TESTO DI PARTENZA =
--- --- ---

LE STATISTICHE SULLA
DISUGUAGLIANZA CONFERMANO: A CHI TANTO E A CHI NIENTE!
QUASI METÀ DELLA
POPOLAZIONE GLOBALE È POVERA. QUASI METÀ DELLA RICCHEZZA È
POSSEDUTA DALL’1% DELLE PERSONE.
Lo scorso Gennaio, come di consueto in occasione del
“Forum economico mondiale di Davos”, è stato presentato il rapporto di Oxfam
su disuguaglianza e povertà. Le statistiche sulla
concentrazione del potere politico-economico
globale e italiano ci dicono che viviamo in un mondo ancora
più socialmente disuguale rispetto allo scorso anno.
In questo post,
per la rubrica “Dati Parziali”,
riportiamo sinteticamente alcuni dei dati sulla disuguaglianza emersi
dalle decine di pagine dell’analisi della ONG, insieme alle
soluzioni che propone. Una distribuzione di ricchezza e potere che
sia il più equa possibile non è solo un imperativo morale. È un
obbligo dell’umanità tutta per salvarsi dall’autodistruzione
sociale e per preservare ciò che resta del martoriato habitat.
OLIGARCHIA
GLOBALE E MISERIA COLONIALE
L’attuale <<sistema economico e sociale premia pochi privilegiati e lascia milioni di persone indietro>>. Lo dice Oxfam,
movimento e confederazione internazionale di 21 ONG contro
disuguaglianze e povertà, nel rapporto intitolato “Disuguaglianza:
Povertà ingiusta e ricchezza
immeritata”.
Le disuguaglianze non sono dovute
al caso o al fato, ma sono <<il risultato di scelte
politiche che hanno prodotto negli ultimi decenni profondi mutamenti
nella distribuzione di risorse, dotazioni, opportunità e potere tra
i cittadini. Cambiare rotta è un imperativo categorico, sebbene
l’attuale contesto politico renda il compito impervio>>.

--- --- ---

COMPITI DA SVOLGERE =
1. Secondo il testo sulla disuguaglianza, le scelte politiche hanno mutato la distribuzione di alcune cose tra i cittadini. Elencale.
2. Traduci in inglese, per favore, questa frase del testo sulla disuguaglianza: "Una distribuzione di ricchezza e potere che sia il più equa possibile non è solo un imperativo morale."
3. Indica se ciascuna affermazione concorda con il testo sulla disuguaglianza. Rispondi sì o no e cita le parole decisive. (a) Oxfam riunisce 21 ONG. (b) Il rapporto è stato presentato lo scorso marzo. (c) Le disuguaglianze sono dovute al caso.

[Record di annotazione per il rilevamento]
--- --- ---

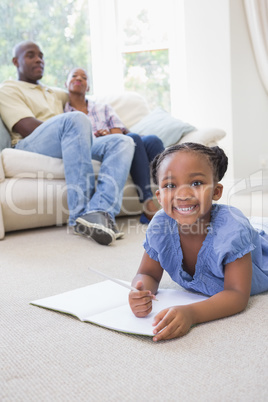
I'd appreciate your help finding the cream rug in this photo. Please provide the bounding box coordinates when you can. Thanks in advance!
[0,218,268,402]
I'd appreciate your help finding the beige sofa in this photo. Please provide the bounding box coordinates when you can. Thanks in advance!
[0,92,225,239]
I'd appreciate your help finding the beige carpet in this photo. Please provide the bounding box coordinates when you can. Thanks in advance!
[0,218,268,402]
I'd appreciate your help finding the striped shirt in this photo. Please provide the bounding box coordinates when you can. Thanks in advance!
[64,100,127,135]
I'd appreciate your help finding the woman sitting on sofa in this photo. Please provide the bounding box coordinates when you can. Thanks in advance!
[64,68,164,223]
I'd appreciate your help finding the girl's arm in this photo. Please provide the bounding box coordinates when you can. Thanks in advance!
[129,252,163,317]
[153,253,252,341]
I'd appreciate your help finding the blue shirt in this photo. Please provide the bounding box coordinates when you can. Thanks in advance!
[144,204,268,296]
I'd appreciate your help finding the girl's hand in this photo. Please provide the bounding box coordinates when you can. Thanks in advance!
[128,281,155,317]
[153,306,194,341]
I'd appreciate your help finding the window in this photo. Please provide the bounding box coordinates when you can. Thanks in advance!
[116,0,170,111]
[0,0,91,88]
[0,0,183,115]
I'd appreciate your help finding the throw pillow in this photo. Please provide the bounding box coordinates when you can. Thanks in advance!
[0,118,11,152]
[129,107,196,147]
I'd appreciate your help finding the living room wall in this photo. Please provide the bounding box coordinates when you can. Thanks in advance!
[174,0,268,181]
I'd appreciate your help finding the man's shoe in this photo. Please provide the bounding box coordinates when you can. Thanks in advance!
[74,211,117,246]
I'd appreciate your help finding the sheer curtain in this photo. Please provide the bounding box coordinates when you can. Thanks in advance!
[244,0,268,93]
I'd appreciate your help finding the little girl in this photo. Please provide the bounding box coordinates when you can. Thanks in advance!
[129,143,268,341]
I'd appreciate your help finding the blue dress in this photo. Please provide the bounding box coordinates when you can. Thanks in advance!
[144,204,268,296]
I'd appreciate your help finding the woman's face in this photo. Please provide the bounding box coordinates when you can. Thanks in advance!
[66,68,89,95]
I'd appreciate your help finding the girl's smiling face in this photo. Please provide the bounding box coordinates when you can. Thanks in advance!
[156,150,223,226]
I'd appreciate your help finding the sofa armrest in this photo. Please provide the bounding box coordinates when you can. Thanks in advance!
[179,128,226,147]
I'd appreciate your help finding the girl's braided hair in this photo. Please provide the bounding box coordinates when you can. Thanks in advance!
[151,142,228,185]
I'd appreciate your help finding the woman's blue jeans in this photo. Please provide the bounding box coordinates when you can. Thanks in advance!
[15,112,134,225]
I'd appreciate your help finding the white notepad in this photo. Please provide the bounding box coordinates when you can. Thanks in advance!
[30,280,207,336]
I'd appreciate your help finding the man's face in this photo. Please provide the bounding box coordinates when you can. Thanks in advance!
[13,43,45,84]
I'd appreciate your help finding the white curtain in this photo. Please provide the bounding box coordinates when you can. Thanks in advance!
[244,0,268,93]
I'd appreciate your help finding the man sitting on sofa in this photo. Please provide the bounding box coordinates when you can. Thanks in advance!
[0,41,134,245]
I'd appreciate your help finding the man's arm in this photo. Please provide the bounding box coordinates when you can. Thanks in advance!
[12,117,43,138]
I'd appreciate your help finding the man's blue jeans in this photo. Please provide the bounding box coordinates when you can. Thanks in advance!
[127,133,165,202]
[15,112,134,225]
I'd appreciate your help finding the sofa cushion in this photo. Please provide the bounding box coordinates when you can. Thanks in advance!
[130,107,196,147]
[0,119,11,152]
[0,148,101,180]
[179,127,226,147]
[92,91,149,129]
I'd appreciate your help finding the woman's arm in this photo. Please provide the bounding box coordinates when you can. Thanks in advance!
[154,253,252,341]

--- --- ---

RISPOSTE =
1. risorse, dotazioni, opportunità, potere

2. A distribution of wealth and power that is as fair as possible is not only a moral imperative.

3.
(a) Sì: «movimento e confederazione internazionale di 21 ONG contro disuguaglianze e povertà»
(b) No: «Lo scorso Gennaio»
(c) No: «Le disuguaglianze non sono dovute al caso o al fato»